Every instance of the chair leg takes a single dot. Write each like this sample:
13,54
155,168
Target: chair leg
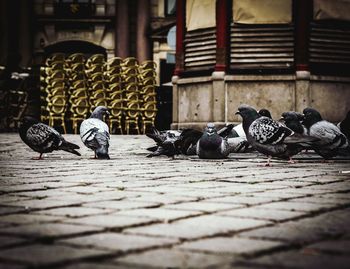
64,125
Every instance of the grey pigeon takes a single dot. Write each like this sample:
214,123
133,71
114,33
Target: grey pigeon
265,112
293,121
211,145
270,137
43,138
94,133
332,141
344,125
166,142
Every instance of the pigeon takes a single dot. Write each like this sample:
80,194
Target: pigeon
166,143
293,120
94,133
332,141
211,145
264,112
43,138
270,137
344,125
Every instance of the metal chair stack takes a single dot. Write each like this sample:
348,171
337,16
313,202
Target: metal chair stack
132,101
113,78
54,90
95,67
148,93
79,95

● DESCRIPTION OF THE TASK: Exactly as they appear, print the lines from the one holding "Every instance of the metal" through the final line of the entries, and no others.

● ANSWER TO THE PROBLEM:
Every instance of the metal chair stack takes a single dot. Write each like this sample:
348,171
337,16
313,202
Target: metal chair stack
132,101
113,78
54,90
95,67
148,93
79,95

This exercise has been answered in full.